**JOB 1**
Print the part of the passage on Seyluhreppur that starts with the words "Seyluhreppur is an" and ends with "church in Geldingaholt.", copied without any change.

**SOURCE DOCUMENT**
Former municipality of Skagafjörður, Iceland

Seyluhreppur is an old Icelandic hreppur, or rural municipality, that is today part of Skagafjörður County, Iceland. It is located west of the Héraðsvötn river and is named after the town of Stóra-Seyla in Langholt, which was where county assemblies were held.

Seyluhreppur consisted of four districts: Langholt, Vallhólmur, Víðimýrarhverfi, and Skörð, aside from Fjall, Geldingaholt, and Húsabakkabæirnir, which were not considered to belong to any of the four districts. Seyluhreppur is wide, but only of the hreppur's farms had land bordering the mountain. The municipality was completely located within the Glaumbær parish, where there were two churches: one in the town of Glaumbær and one in Víðimýri. In centuries past, there was also a church in Geldingaholt.

Agriculture was long the primary occupation of Seyluhreppur's population, but shortly before 1950, a small urban area developed in Varmahlíð, most of whose residents work in various types of businesses or in service jobs. Varmahlíð has a school, community center, hotel, and swimming pool, as well as shops and other services. After incorporating into the Skagafjörður County, 303 residents lived in the hreppur, with 125 in Varmahlíð.

**RECORDS SHOWN**
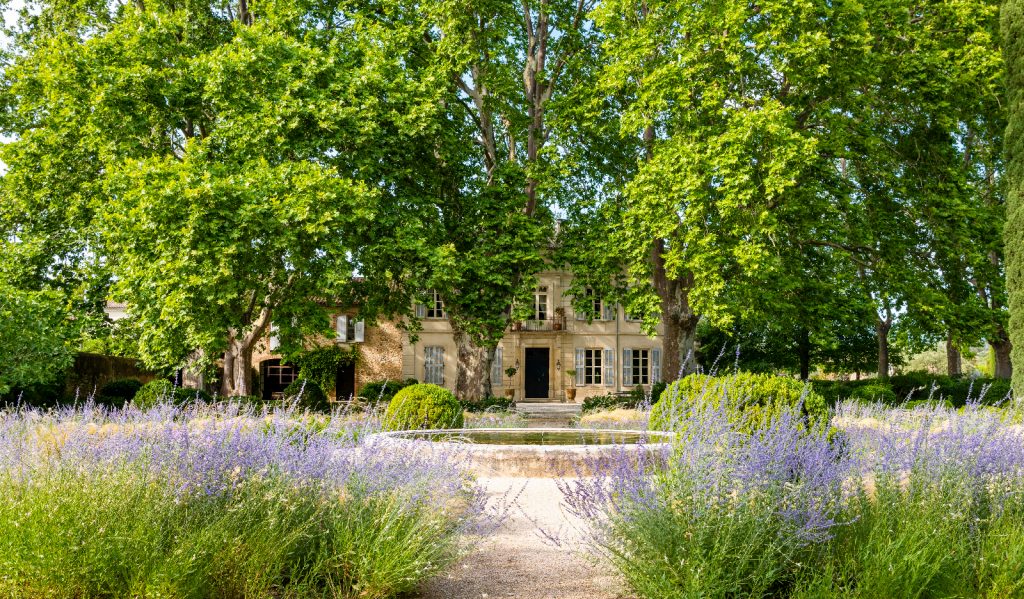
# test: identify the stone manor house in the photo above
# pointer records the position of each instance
(609, 353)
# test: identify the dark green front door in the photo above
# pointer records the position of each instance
(536, 374)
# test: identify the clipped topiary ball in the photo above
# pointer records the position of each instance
(308, 395)
(751, 398)
(423, 405)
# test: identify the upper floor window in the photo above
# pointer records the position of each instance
(540, 304)
(434, 308)
(600, 309)
(349, 330)
(433, 365)
(592, 367)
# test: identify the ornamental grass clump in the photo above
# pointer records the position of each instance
(220, 502)
(899, 503)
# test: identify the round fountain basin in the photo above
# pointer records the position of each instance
(537, 453)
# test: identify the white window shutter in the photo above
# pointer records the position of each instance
(440, 366)
(341, 327)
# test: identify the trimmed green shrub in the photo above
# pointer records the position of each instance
(308, 395)
(154, 392)
(753, 397)
(878, 392)
(42, 395)
(124, 389)
(254, 400)
(423, 405)
(634, 399)
(383, 391)
(491, 401)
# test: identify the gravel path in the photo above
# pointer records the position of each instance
(517, 562)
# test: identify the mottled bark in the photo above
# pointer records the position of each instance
(882, 328)
(954, 364)
(804, 343)
(239, 356)
(1001, 348)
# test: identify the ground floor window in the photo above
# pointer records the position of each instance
(433, 365)
(592, 367)
(276, 378)
(641, 367)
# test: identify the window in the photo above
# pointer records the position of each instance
(274, 342)
(497, 372)
(595, 367)
(641, 367)
(349, 330)
(281, 376)
(433, 365)
(435, 307)
(540, 304)
(590, 305)
(592, 367)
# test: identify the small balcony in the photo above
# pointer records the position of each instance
(539, 325)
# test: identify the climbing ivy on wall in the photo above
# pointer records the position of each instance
(321, 365)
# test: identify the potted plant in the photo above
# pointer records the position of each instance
(510, 390)
(570, 391)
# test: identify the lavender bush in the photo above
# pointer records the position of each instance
(221, 502)
(889, 503)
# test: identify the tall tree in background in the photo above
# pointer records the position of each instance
(1012, 20)
(494, 221)
(218, 210)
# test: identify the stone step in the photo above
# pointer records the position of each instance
(549, 415)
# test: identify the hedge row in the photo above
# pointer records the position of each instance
(916, 386)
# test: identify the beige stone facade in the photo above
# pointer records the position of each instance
(609, 353)
(598, 350)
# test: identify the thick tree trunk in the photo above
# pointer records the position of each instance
(882, 330)
(954, 364)
(1003, 348)
(239, 356)
(472, 376)
(805, 353)
(679, 341)
(238, 369)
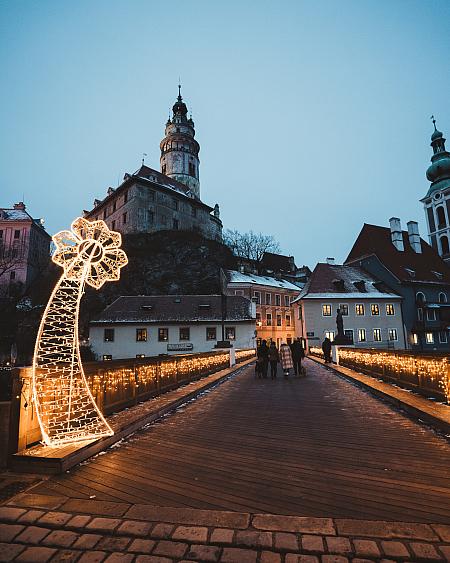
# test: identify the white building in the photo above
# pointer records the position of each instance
(372, 312)
(273, 297)
(141, 326)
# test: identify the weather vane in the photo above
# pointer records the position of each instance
(89, 254)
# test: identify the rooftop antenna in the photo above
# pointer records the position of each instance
(433, 119)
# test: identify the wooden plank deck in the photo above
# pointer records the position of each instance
(317, 446)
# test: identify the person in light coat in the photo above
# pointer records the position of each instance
(286, 358)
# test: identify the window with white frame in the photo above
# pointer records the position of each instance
(374, 309)
(359, 309)
(326, 310)
(443, 339)
(393, 334)
(343, 307)
(390, 309)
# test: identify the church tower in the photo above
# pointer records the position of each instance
(179, 150)
(437, 200)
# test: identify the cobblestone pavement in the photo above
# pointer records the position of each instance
(151, 534)
(314, 446)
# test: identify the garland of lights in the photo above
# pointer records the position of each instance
(65, 407)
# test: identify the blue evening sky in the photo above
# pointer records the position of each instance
(313, 117)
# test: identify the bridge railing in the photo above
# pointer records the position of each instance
(427, 374)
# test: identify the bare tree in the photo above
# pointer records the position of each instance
(250, 246)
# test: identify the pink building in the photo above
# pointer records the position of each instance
(24, 248)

**JOB 2**
Select every line in the records that contains the word "floor", matching case exactly, and copy each one.

**EXERCISE RESULT 1**
Seyluhreppur is an old Icelandic hreppur, or rural municipality, that is today part of Skagafjörður County, Iceland. It is located west of the Héraðsvötn river and is named after the town of Stóra-Seyla in Langholt, which was where county assemblies were held.

Seyluhreppur consisted of four districts: Langholt, Vallhólmur, Víðimýrarhverfi, and Skörð, aside from Fjall, Geldingaholt, and Húsabakkabæirnir, which were not considered to belong to any of the four districts. Seyluhreppur is wide, but only of the hreppur's farms had land bordering the mountain. The municipality was completely located within the Glaumbær parish, where there were two churches: one in the town of Glaumbær and one in Víðimýri. In centuries past, there was also a church in Geldingaholt.

**EXERCISE RESULT 2**
# test: identify the upper floor window in the photo above
# test: identify the ground floor window in the photo above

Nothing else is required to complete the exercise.